TEXTE DU DOCUMENT:
——
Ça fait bien longtemps que je n’ai pas fait un inventaire télévisuel, c'est-à-dire, le recensement pendant une semaine de mes habitudes de téléspectateur. C’est par les mêmes mots d’ailleurs ou presque, que commençaient le précédent inventaire du 20/12/2006 (toujours en rubrique Étonnements de l’année idoine). Hormis la simple comptabilité des 21 mois qui sépare ces deux inventaires, c’est un changement qu’il me semble percevoir dans ma façon d’aborder la télé. Oui, j’avoue que je regarde avec intérêt quelques feuilletons américains depuis quelques temps. Plutôt que de me marteler la poitrine en me traitant d’intellectuel dégénéré dans la belle culpabilité dont nous avons l’habitude de nous parer, autant décompter froidement les heures passées sur le petit écran :
Jeudi 18 septembre : télématin de 6h30 à 7h et puis plus rien, ou plutôt si : le soir à Chaumont, une très belle rencontre d’écrivains en spectateur (sans le préfixe « télé »)...
Vendredi 19 : télématin de 7h30 à 8h et NCIS de 20h50 à 23h15.
Samedi 20 : pas de télévision de la journée (mais un superbe concert de musique classique d’un quatuor qui m’est cher – ça, c’est pour rattraper le coté intello…).
Dimanche 21 : rien.
Lundi 22 : télématin de 7h30 à 8h et Cold Case, de 20h50 à 23h15.
Mardi 23 : télématin de 7h30 à 8h et rentré vanné d’Amiens avec halte à Saint Quentin, 6h de route aller retour.
Mercredi 24 : télématin de 7h30 à 8h.
Tout cela nous entraîne vers un total de 7h20mn, soit 1h et des poussières par jour.
——
TRAVAIL À FAIRE:
**1)** Reproduisez le passage du texte sur l'inventaire télévisuel qui commence à « Vendredi 19 : télématin » et se termine à « route aller retour. ».
**2)** Condensez le paragraphe du texte sur l'inventaire télévisuel qui débute par « Ça fait bien longtemps » en conservant ses faits essentiels.
**3)** D'après le texte sur l'inventaire télévisuel, les affirmations suivantes sont-elles exactes ? (a) Le samedi 20, l'auteur a regardé NCIS. (b) Le total de la semaine s'élève à 7h20mn. (c) Le lundi 22, Cold Case a été regardé de 20h50 à 23h15.
——
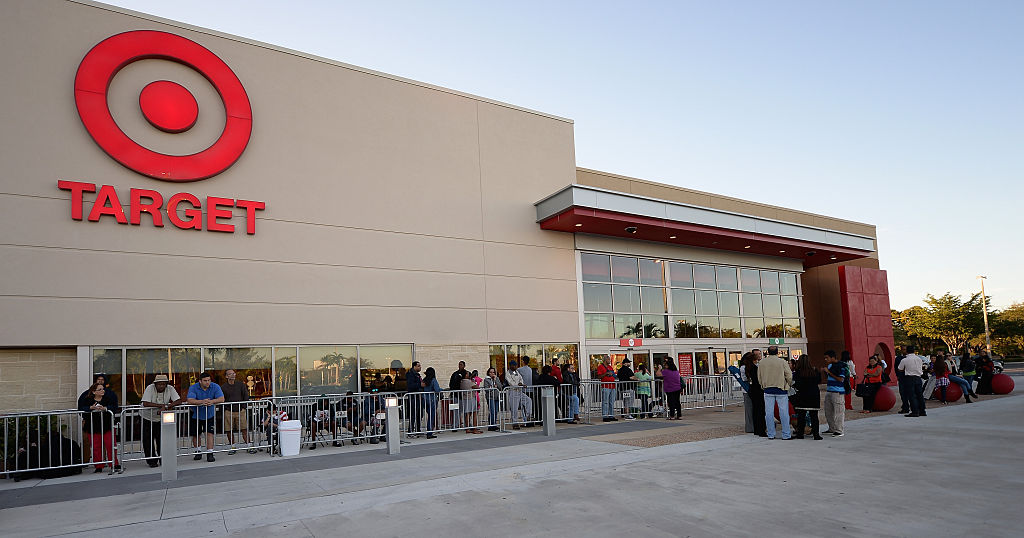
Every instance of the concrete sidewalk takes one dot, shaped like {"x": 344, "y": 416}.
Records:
{"x": 955, "y": 472}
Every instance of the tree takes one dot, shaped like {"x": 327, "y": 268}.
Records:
{"x": 947, "y": 318}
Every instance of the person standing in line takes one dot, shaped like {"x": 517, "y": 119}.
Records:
{"x": 836, "y": 383}
{"x": 157, "y": 398}
{"x": 414, "y": 385}
{"x": 607, "y": 375}
{"x": 872, "y": 381}
{"x": 851, "y": 369}
{"x": 807, "y": 400}
{"x": 912, "y": 367}
{"x": 775, "y": 377}
{"x": 205, "y": 395}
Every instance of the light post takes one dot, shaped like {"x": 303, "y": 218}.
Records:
{"x": 984, "y": 313}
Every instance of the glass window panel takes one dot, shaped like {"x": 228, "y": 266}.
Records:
——
RÉPONSES À L'EXERCICE:
**1)**
Vendredi 19 : télématin de 7h30 à 8h et NCIS de 20h50 à 23h15.
Samedi 20 : pas de télévision de la journée (mais un superbe concert de musique classique d’un quatuor qui m’est cher – ça, c’est pour rattraper le coté intello…).
Dimanche 21 : rien.
Lundi 22 : télématin de 7h30 à 8h et Cold Case, de 20h50 à 23h15.
Mardi 23 : télématin de 7h30 à 8h et rentré vanné d’Amiens avec halte à Saint Quentin, 6h de route aller retour.

**2)** L'auteur n'avait pas dressé d'inventaire télévisuel depuis longtemps. Cet inventaire consiste à recenser pendant une semaine ses habitudes de téléspectateur. Le précédent, daté du 20/12/2006, s'ouvrait presque sur les mêmes mots. Au-delà des 21 mois qui séparent les deux inventaires, l'auteur perçoit un changement dans sa façon d'aborder la télé : depuis quelque temps, il regarde avec intérêt quelques feuilletons américains. Plutôt que de s'en culpabiliser, il choisit de décompter froidement les heures passées devant le petit écran.

**3)**
(a) Non : « Samedi 20 : pas de télévision de la journée ».
(b) Oui : « Tout cela nous entraîne vers un total de 7h20mn ».
(c) Oui : « Lundi 22 : télématin de 7h30 à 8h et Cold Case, de 20h50 à 23h15. »